* _EXCERPT_:
[Start of Attachment]

Fujitsu Limited announced on Wednesday that it has signed a strategic partnership with Anthropic, making it one of the largest corporate commitments to Claude in Asia. Approximately 100,000 Fujitsu Group employees worldwide will use Claude to accelerate their work, and the company is building a 1,000-person engineering team specifically to deploy Claude-powered solutions to its enterprise customers.

Fujitsu, which operates in roughly 150 countries and provides IT services to governments, banks, healthcare systems, and industrial clients, has been expanding its AI practice for the past two years. The company already runs its own large language model, Takane, developed with Cohere, and a broader AI platform called Kozuchi. Under the new agreement, Claude integrates into both of those existing tools rather than replacing them. Anthropic gains a distribution channel embedded in one of Japan's largest IT services companies, with existing relationships across exactly the enterprise sectors where AI adoption is moving fastest.

Forward Deployed Engineering at the Core

The partnership is built around Fujitsu's Forward Deployed Engineer program, a consulting model in which Fujitsu engineers work inside client environments to translate AI capabilities into operational business systems. The company plans to expand this practice substantially with Claude at the center, using the 1,000-engineer team as the primary delivery channel for customer engagements. Client work is expected to begin in the current fiscal year, with an initial focus on government agencies, financial institutions, healthcare providers, and critical infrastructure operators.

Fujitsu is treating the internal 100,000-employee deployment as both a validation layer and a live demonstration. The company's executives say they will develop operational frameworks for safe and reliable AI use within Fujitsu first, then bring those frameworks directly to clients. That inside-out approach is a common pattern for large IT services firms entering new technology markets: prove the capability internally, measure it, refine the governance, and package it for external delivery.

Key Facts

  • Fujitsu employees with Claude access~100,000
  • Engineers dedicated to customer deployment1,000
  • Countries of Fujitsu operations~150
  • Existing AI platforms integrated with ClaudeKozuchi, Takane LLM
  • Customer sectors coveredGovernment, Finance, Healthcare, Infrastructure
  • Partnership announcedMay 27, 2026

Japan's Enterprise AI Consolidating Around Claude

The Fujitsu deal arrives about six weeks after NEC's partnership with Anthropic, announced in April 2026, in which 30,000 NEC engineers gained access to Claude for projects focused on local government and financial services clients in Japan. Fujitsu's commitment roughly triples that engineering headcount and extends the scope to international operations rather than focusing primarily on domestic deployments.

The two announcements together signal a shift in how Japan's major IT vendors are approaching the AI market. Rather than building competing frontier models from scratch, both companies have chosen to integrate an external AI partner and compete on implementation expertise, vertical knowledge, and the depth of existing client relationships. That is a significant strategic choice for firms that have historically controlled their entire technology stack. It reflects the current gap between what Japanese firms can build in-house and what frontier labs are producing, a gap that both NEC and Fujitsu appear to have concluded is unlikely to close in the near term.

[End of Attachment]

* _DATA RECORDS_:
[Start of Attachment]

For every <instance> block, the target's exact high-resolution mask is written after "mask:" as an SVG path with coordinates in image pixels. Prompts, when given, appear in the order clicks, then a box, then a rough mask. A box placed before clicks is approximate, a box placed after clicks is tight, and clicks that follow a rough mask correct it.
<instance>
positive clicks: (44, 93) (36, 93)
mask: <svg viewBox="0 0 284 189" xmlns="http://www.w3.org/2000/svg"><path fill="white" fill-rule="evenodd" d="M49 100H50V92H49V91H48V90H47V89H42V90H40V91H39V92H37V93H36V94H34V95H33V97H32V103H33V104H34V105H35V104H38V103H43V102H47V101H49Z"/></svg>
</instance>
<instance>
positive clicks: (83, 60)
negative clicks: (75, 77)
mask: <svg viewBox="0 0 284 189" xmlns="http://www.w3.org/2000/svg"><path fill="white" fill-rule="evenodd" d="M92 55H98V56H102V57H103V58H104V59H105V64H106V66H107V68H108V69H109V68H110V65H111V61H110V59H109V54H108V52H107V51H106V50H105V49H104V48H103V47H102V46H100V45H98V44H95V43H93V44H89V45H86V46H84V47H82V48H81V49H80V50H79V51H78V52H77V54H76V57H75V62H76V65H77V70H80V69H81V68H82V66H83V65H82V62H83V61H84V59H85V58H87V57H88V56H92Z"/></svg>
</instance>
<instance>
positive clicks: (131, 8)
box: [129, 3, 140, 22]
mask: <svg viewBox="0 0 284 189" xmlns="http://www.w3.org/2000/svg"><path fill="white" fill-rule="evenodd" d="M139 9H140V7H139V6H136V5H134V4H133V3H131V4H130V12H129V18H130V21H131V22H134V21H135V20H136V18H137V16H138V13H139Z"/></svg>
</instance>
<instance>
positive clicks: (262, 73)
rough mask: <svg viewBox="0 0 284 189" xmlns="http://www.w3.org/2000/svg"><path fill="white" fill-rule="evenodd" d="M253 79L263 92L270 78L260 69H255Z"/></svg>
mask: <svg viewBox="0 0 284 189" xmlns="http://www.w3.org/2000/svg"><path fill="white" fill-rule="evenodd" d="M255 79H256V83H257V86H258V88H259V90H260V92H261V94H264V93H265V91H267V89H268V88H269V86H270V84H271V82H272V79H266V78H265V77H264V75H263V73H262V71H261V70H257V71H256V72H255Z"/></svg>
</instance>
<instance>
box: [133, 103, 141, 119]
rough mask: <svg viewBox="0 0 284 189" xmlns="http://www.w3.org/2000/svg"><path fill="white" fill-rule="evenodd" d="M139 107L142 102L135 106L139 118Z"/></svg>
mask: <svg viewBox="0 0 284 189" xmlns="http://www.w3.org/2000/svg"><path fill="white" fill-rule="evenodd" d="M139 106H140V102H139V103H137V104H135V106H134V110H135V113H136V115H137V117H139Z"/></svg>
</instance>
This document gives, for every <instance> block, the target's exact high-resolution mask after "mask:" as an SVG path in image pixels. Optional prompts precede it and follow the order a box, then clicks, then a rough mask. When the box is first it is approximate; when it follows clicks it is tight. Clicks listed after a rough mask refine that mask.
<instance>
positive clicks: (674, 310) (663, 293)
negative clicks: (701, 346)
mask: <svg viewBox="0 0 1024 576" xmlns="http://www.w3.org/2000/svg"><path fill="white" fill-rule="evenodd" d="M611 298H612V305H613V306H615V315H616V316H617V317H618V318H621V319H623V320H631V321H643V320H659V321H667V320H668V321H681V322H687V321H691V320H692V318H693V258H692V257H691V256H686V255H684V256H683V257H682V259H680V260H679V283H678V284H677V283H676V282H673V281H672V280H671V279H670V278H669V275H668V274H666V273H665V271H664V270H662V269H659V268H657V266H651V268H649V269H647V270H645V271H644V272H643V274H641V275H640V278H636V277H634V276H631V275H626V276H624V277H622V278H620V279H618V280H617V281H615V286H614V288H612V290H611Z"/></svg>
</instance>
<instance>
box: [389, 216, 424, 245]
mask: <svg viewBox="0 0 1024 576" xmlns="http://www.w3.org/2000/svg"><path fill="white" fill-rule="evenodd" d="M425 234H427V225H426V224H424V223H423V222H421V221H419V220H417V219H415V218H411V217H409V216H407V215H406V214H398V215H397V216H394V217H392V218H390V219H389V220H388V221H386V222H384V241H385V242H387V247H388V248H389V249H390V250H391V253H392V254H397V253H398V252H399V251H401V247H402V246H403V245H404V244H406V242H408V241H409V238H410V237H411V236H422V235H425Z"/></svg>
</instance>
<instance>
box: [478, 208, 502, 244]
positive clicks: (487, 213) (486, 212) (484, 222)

[End of Attachment]

* _PROBLEMS AND TASKS_:
(a) Answer these questions using the article on Fujitsu and Anthropic, one answer per line:
(i) What is the name of Fujitsu's own large language model, and which company helped develop it?
(ii) Which four kinds of clients will client work focus on first?
(iii) In which month and year was NEC's partnership with Anthropic announced?
(b) In the article on Fujitsu and Anthropic, rewrite the stretch from "Fujitsu Limited announced" through "its enterprise customers.", switching "enterprise customers" to "corporate clients".
(c) Pick up the article on Fujitsu and Anthropic after its final sentence and continue it.

* _TASK-BY-TASK OUTPUTS_:
(a)
(i) Takane, developed with Cohere.
(ii) Government agencies, financial institutions, healthcare providers, and critical infrastructure operators.
(iii) April 2026.

(b)
Fujitsu Limited announced on Wednesday that it has signed a strategic partnership with Anthropic, making it one of the largest corporate commitments to Claude in Asia. Approximately 100,000 Fujitsu Group employees worldwide will use Claude to accelerate their work, and the company is building a 1,000-person engineering team specifically to deploy Claude-powered solutions to its corporate clients.

(c)
"We will combine Fujitsu's deep expertise across industries and business functions with Anthropic's advanced AI models to help customers across Japan and globally achieve AI transformation." Takahito Tokita, Representative Director and CEO, Fujitsu Limited

What the Deal Means for Anthropic's Partner Network

Anthropic has been assembling a network of large professional services partners across its major markets throughout the first half of 2026. KPMG's global alliance, announced on May 19, committed 276,000 employees in 138 countries to a Claude-powered Digital Gateway. PwC deepened its own Claude engagement earlier in May, covering technology delivery, deal work, and enterprise function redesign. The Fujitsu agreement extends that pattern into Japan's enterprise technology sector, where Anthropic previously had strong developer interest but limited large-scale enterprise distribution.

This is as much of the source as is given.